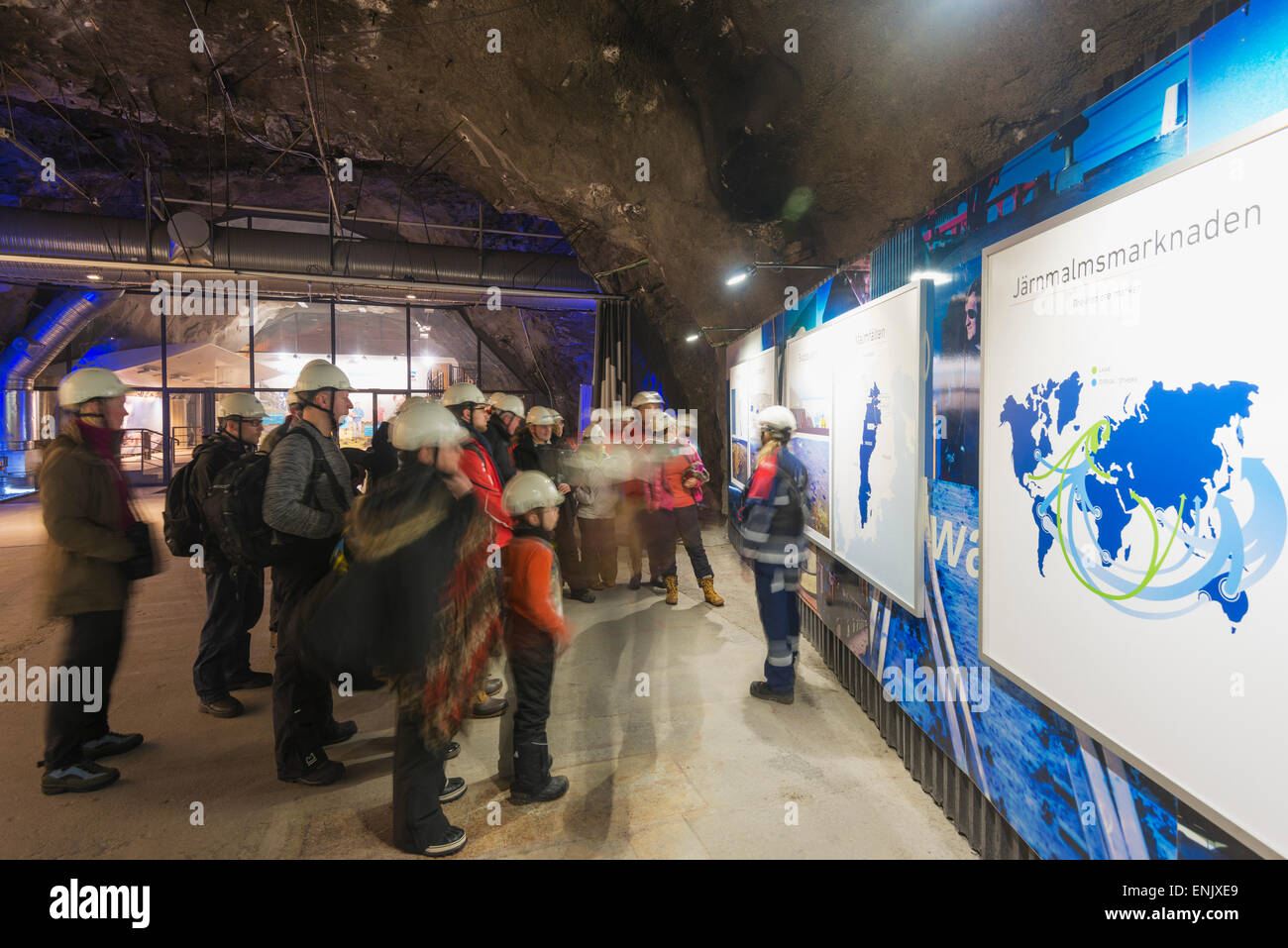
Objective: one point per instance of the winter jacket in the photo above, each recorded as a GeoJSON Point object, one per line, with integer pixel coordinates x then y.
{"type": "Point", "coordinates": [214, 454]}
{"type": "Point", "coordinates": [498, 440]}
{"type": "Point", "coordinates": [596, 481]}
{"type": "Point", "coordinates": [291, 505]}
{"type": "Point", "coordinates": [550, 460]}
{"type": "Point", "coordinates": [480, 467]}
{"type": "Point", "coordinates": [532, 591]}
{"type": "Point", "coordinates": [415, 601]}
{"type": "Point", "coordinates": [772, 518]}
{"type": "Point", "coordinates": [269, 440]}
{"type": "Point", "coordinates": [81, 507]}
--
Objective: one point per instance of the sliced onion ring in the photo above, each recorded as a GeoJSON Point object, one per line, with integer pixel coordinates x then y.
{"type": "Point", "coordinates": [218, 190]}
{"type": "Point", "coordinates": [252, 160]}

#### [What is asked]
Show every line of the material above that contains the word "Objective".

#### [Result of this task]
Objective: one point per instance of the winter jacket in the photo above, each recorded as a GeoJSON Point object, one per line, with integer pixel coordinates x then y.
Objective: one point per instance of the sliced onion ring in the photo above, each recorded as a GeoJSON Point object, one per line, with integer pixel coordinates x then y.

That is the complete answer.